══ SUPPLIED TEXT ══
As occurs all too often in scientific analysis, if you want to investigate more than one aspect of a sample, then you almost always need a different tool for each examination required. How convenient it would be if a substance could be both microscopically examined and chemically analyzed at the same time. In this vein, researchers from the Department of Energy’s (DOE's) Oak Ridge National Laboratory (ORNL) have created a hybrid optical microscope/mass spectrometry-based imaging system capable of observing and analyzing specimens simultaneously.

The promise of such a versatile instrument, according to the researchers, is that it can provide both exceptionally high-quality microscopic images along with spatially-resolved chemical analyses. This dual capability will help in the improvement of a range of disciplines and areas of study, such as chemical and biochemical science, drug development, and disease control.

"Knowing the chemical basis of material interactions that take place at interfaces is vital for designing and advancing new functional materials that are important for DOE missions such as organic photovoltaics for solar energy," said Dr. Gary Van Berkel of ORNL’s Chemical Sciences Division. "In addition, the new tool can be used to better understand the chemical basis of important biological processes such as drug transport, disease progression and response for treatment."
═══
* **BRIEF A**:
Answer these questions from the passage on the hybrid imaging system:
(i) At which laboratory did the researchers build the system?
(ii) What three areas of study does the passage say the dual capability will help improve?
(iii) In which division of that laboratory does Dr. Gary Van Berkel work?
* **BRIEF B**:
Transcribe the stretch of the passage on the hybrid imaging system from "The promise of" through "and disease control.", word for word.
══ EXERCISE DATA ══
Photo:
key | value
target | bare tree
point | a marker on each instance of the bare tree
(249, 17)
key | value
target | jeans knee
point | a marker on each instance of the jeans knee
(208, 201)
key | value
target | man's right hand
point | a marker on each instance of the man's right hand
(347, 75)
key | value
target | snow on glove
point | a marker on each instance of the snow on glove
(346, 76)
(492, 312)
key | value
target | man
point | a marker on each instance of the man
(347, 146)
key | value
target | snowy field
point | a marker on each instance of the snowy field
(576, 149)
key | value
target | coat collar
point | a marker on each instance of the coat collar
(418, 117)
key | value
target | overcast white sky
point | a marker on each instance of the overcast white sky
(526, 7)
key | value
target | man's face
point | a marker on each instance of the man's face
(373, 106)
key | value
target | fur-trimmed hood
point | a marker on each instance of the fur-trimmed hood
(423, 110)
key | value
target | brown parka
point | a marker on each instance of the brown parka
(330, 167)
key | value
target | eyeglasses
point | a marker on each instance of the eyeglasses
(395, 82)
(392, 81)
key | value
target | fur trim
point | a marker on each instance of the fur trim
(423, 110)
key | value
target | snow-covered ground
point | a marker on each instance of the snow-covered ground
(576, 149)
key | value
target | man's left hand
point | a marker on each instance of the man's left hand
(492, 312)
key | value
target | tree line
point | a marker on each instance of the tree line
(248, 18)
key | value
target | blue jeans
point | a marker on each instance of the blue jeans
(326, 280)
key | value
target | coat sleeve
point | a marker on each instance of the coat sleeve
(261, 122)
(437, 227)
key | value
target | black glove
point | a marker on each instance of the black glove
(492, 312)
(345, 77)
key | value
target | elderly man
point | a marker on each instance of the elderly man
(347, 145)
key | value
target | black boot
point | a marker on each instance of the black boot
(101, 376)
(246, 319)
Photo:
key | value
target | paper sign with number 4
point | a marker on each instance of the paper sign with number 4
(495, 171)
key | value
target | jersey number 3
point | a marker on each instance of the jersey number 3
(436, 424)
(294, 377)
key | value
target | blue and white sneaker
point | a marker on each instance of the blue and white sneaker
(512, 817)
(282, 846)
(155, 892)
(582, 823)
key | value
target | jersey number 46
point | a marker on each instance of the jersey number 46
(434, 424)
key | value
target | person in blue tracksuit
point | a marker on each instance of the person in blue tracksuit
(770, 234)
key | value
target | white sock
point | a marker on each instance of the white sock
═══
* **YOUR SOLUTION A**:
(i) The Department of Energy's Oak Ridge National Laboratory (ORNL)
(ii) Chemical and biochemical science, drug development, and disease control
(iii) ORNL's Chemical Sciences Division

* **YOUR SOLUTION B**:
The promise of such a versatile instrument, according to the researchers, is that it can provide both exceptionally high-quality microscopic images along with spatially-resolved chemical analyses. This dual capability will help in the improvement of a range of disciplines and areas of study, such as chemical and biochemical science, drug development, and disease control.